▸ Aim of the task
Rewrite all of the records below unchanged, except that "Mark the region of" becomes "Outline" everywhere it appears.

▸ Data lines
------------------------------------
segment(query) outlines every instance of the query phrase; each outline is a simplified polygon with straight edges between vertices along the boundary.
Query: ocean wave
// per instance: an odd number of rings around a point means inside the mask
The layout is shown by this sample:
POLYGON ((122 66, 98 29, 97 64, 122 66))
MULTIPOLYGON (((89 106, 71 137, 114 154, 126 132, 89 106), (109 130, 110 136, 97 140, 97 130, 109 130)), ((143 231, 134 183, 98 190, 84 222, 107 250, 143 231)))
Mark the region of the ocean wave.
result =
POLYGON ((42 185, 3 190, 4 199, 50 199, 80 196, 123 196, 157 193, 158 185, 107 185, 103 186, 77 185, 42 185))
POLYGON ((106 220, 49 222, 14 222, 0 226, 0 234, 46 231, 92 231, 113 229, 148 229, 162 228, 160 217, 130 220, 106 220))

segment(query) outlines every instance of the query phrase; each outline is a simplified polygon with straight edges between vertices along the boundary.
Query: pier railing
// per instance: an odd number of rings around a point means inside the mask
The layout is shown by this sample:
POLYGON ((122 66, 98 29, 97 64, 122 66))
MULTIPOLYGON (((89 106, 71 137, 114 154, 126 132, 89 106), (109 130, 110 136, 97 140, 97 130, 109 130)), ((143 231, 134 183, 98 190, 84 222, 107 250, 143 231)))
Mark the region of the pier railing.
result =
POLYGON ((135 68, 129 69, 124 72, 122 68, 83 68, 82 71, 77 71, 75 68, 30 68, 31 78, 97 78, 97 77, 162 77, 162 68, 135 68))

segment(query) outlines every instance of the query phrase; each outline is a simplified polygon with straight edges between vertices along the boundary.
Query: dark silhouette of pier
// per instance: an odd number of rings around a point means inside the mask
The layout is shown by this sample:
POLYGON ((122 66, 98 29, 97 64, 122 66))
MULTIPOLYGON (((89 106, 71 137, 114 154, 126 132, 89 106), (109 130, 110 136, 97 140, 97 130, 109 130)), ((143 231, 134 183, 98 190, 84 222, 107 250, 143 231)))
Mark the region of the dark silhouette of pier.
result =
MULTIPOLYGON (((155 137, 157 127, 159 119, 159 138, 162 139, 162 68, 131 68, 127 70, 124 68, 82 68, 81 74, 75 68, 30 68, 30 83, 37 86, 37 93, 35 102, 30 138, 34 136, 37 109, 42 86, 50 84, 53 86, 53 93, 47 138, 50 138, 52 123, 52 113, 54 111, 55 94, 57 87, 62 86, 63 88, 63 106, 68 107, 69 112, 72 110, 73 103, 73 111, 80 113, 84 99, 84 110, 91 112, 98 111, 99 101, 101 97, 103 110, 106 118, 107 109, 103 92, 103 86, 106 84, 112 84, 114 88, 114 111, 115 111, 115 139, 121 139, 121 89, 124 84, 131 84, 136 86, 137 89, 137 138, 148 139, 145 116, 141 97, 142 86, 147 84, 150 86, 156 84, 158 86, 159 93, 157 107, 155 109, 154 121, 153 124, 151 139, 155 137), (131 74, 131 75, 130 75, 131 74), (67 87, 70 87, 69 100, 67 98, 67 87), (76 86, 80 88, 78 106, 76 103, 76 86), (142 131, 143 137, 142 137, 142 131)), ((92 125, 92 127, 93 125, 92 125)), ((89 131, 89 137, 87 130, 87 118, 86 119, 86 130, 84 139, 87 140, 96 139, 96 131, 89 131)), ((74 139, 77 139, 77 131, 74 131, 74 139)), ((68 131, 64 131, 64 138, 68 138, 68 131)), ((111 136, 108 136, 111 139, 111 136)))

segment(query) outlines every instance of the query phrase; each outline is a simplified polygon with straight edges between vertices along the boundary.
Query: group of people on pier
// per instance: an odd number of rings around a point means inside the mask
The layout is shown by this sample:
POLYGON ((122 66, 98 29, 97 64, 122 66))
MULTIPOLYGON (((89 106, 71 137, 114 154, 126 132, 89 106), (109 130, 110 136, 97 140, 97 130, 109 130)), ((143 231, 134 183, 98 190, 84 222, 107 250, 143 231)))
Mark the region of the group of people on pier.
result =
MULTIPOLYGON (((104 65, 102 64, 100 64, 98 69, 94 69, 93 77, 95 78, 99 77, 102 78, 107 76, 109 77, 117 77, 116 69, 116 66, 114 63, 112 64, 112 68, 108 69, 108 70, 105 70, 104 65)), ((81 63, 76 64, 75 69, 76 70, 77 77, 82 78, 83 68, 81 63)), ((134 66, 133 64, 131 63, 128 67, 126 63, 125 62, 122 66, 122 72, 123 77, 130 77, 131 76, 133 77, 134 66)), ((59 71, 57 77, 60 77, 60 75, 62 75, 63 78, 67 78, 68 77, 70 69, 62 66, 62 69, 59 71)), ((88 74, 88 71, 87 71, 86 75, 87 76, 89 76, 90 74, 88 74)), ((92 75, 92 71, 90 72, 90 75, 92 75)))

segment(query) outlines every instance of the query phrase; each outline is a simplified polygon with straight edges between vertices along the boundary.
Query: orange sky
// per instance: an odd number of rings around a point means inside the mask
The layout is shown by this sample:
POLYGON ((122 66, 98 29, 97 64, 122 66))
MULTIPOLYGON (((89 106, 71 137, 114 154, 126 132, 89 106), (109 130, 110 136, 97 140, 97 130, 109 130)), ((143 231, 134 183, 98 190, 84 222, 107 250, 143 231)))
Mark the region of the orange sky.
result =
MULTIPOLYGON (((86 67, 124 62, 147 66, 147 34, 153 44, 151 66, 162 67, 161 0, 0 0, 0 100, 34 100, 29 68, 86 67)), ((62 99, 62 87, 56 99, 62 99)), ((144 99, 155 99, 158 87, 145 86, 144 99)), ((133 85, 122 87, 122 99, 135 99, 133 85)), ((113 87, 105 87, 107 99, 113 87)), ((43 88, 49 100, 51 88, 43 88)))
------------------------------------
▸ Result of the exercise
segment(query) outlines every instance of the query phrase; each outline is a simplified polygon with straight edges between vertices along the boundary.
Query: ocean wave
// per instance: an odd number of rings around a point means inside the mask
The layout is shown by this sample:
POLYGON ((122 66, 98 29, 97 64, 122 66))
MULTIPOLYGON (((89 106, 71 137, 114 154, 126 132, 89 106), (109 130, 110 136, 97 140, 97 130, 109 130)), ((143 231, 134 183, 98 190, 84 222, 107 250, 143 231)))
Outline the ocean wave.
result =
POLYGON ((42 185, 3 190, 4 199, 50 199, 80 196, 123 196, 157 193, 158 185, 107 185, 103 186, 77 185, 42 185))
POLYGON ((106 220, 49 222, 14 222, 0 226, 0 234, 46 231, 92 231, 113 229, 148 229, 162 228, 160 217, 130 220, 106 220))

segment(query) outlines every instance of the query phrase; each outline is a simplified polygon with straight edges between vertices along the boundary.
Query: pier railing
// per instance: an odd number of rings around a point means inside the mask
The layout is shown by this sample:
POLYGON ((122 66, 98 29, 97 64, 122 66))
MULTIPOLYGON (((89 106, 71 137, 114 154, 126 132, 89 106), (109 130, 110 136, 97 140, 97 130, 109 130)), ((143 231, 134 183, 98 190, 84 222, 107 250, 143 231)))
Outline the pier railing.
result =
POLYGON ((135 68, 129 69, 124 72, 122 68, 83 68, 82 71, 77 71, 75 68, 30 68, 31 78, 97 78, 97 77, 162 77, 162 68, 135 68))

segment(query) outlines every instance of the query phrase; each outline is a simplified polygon with straight edges between vertices along the boundary.
Query: dark silhouette of pier
// per instance: an odd number of rings around a point means inside the mask
The layout is shown by this sample:
POLYGON ((122 66, 98 29, 97 64, 122 66))
MULTIPOLYGON (((89 106, 71 137, 114 154, 126 132, 89 106), (109 130, 110 136, 97 140, 97 130, 109 130)), ((143 231, 134 183, 98 190, 84 222, 107 250, 143 231)))
Outline the dark silhouette of pier.
result =
MULTIPOLYGON (((155 137, 157 127, 159 119, 159 138, 162 139, 162 68, 131 68, 127 70, 124 68, 82 68, 81 74, 75 68, 30 68, 30 83, 37 86, 37 93, 35 102, 30 138, 34 136, 37 109, 42 86, 50 84, 53 86, 53 93, 47 138, 50 138, 52 123, 52 113, 54 111, 55 94, 57 87, 62 86, 63 88, 63 106, 68 107, 69 112, 72 110, 73 103, 73 111, 80 113, 84 99, 84 110, 91 112, 98 111, 99 101, 101 97, 103 110, 106 118, 107 109, 103 92, 103 86, 106 84, 112 84, 114 88, 114 111, 115 111, 115 139, 121 139, 121 89, 124 84, 131 84, 136 86, 137 89, 137 138, 148 139, 145 116, 141 97, 142 86, 147 84, 150 86, 156 84, 158 86, 159 93, 157 107, 155 109, 154 121, 153 124, 151 139, 155 137), (131 74, 131 75, 130 75, 131 74), (67 87, 70 87, 69 100, 67 98, 67 87), (76 86, 80 88, 78 106, 76 103, 76 86), (142 131, 143 137, 142 137, 142 131)), ((92 125, 92 127, 93 125, 92 125)), ((89 131, 89 137, 87 130, 87 118, 86 119, 86 130, 84 139, 87 140, 96 139, 96 131, 89 131)), ((74 139, 77 139, 77 131, 74 131, 74 139)), ((68 131, 64 131, 64 138, 68 138, 68 131)), ((111 136, 108 136, 111 139, 111 136)))

segment(query) outlines every instance of the query phrase; each outline is a simplified polygon with straight edges between vertices along the boundary.
Query: group of people on pier
// per instance: an odd number of rings around a point means inside the mask
The layout is shown by this sample:
POLYGON ((122 66, 98 29, 97 64, 122 66))
MULTIPOLYGON (((89 106, 71 137, 114 154, 126 132, 89 106), (109 130, 110 136, 97 140, 97 130, 109 130)), ((143 231, 134 183, 98 190, 84 222, 107 250, 143 231)))
Outline the group of people on pier.
result =
MULTIPOLYGON (((104 65, 102 64, 100 64, 98 69, 94 69, 93 77, 95 78, 99 77, 102 78, 107 76, 109 77, 117 77, 116 69, 116 66, 114 63, 112 64, 112 68, 108 69, 108 70, 105 70, 104 65)), ((81 63, 76 64, 75 69, 76 70, 77 77, 82 78, 83 68, 81 63)), ((134 66, 133 64, 131 63, 128 67, 126 63, 125 62, 122 66, 122 72, 123 77, 130 77, 131 76, 133 77, 134 66)), ((59 71, 57 77, 60 77, 60 75, 62 75, 63 78, 67 78, 68 77, 70 69, 62 66, 62 69, 59 71)), ((88 74, 88 71, 87 71, 86 75, 87 76, 89 76, 90 74, 88 74)), ((92 75, 92 71, 90 72, 90 75, 92 75)))

segment(query) outlines every instance of the query phrase; each outline is a simplified polygon with straight edges between vertices along the boundary.
Query: orange sky
// per instance: an odd number of rings around a point means inside the mask
The layout is shown by this sample:
POLYGON ((122 66, 98 29, 97 64, 122 66))
MULTIPOLYGON (((89 106, 71 137, 114 154, 126 132, 89 106), (109 130, 110 136, 97 140, 97 130, 109 130)), ((143 231, 134 183, 98 190, 84 222, 107 250, 143 231)))
Outline the orange sky.
result =
MULTIPOLYGON (((86 67, 124 62, 147 66, 147 34, 153 44, 151 66, 162 67, 161 0, 0 0, 0 100, 34 100, 29 68, 86 67)), ((62 99, 62 87, 56 99, 62 99)), ((144 99, 155 99, 158 87, 145 86, 144 99)), ((133 85, 122 87, 122 99, 135 99, 133 85)), ((113 87, 105 87, 107 99, 113 87)), ((43 88, 49 100, 51 88, 43 88)))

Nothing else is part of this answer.